What the task asks: Please count the lines of the data below that contain the string "white" and reply with that number alone.
═══ Input rows ═══
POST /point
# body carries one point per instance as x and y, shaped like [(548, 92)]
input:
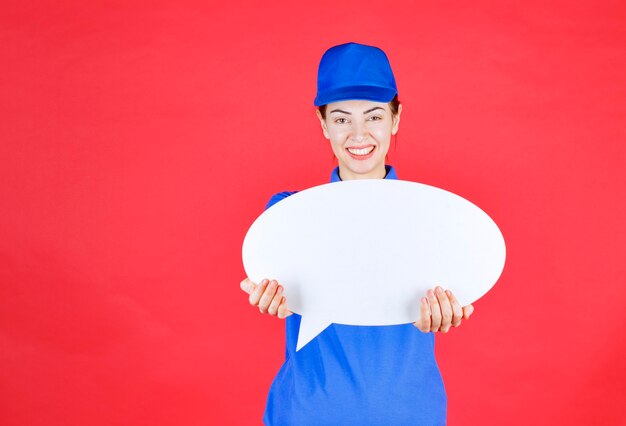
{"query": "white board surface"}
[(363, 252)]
═══
═══ Input rows ═══
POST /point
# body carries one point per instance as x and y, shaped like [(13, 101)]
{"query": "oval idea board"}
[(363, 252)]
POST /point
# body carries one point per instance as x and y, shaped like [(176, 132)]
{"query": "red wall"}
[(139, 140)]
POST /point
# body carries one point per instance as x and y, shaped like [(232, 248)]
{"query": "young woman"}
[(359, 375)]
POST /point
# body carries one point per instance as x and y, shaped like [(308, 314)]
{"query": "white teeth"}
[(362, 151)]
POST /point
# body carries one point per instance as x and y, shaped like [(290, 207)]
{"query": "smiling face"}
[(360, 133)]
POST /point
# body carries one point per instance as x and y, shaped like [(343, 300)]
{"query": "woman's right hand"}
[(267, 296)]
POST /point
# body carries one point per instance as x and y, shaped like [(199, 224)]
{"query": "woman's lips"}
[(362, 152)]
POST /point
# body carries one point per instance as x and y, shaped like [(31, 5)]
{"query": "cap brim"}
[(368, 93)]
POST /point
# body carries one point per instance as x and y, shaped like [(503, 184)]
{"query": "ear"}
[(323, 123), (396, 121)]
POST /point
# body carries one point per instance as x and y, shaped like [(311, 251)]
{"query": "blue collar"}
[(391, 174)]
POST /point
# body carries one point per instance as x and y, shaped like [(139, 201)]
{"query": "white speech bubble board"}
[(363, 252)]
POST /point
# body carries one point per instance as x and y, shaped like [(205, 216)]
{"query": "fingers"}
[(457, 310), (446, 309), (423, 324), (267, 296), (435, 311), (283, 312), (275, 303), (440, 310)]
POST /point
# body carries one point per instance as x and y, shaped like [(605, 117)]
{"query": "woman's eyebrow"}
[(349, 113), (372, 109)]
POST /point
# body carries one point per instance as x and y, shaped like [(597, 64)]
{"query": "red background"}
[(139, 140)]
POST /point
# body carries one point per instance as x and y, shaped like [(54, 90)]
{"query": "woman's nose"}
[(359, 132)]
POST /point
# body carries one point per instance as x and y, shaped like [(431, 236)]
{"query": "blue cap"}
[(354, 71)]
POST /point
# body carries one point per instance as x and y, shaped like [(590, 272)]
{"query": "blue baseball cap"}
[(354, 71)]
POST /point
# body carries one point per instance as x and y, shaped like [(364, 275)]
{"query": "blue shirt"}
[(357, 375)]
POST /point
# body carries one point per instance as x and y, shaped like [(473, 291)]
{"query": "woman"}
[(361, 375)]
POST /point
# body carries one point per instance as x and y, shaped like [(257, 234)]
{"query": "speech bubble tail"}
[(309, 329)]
═══
Solution: 3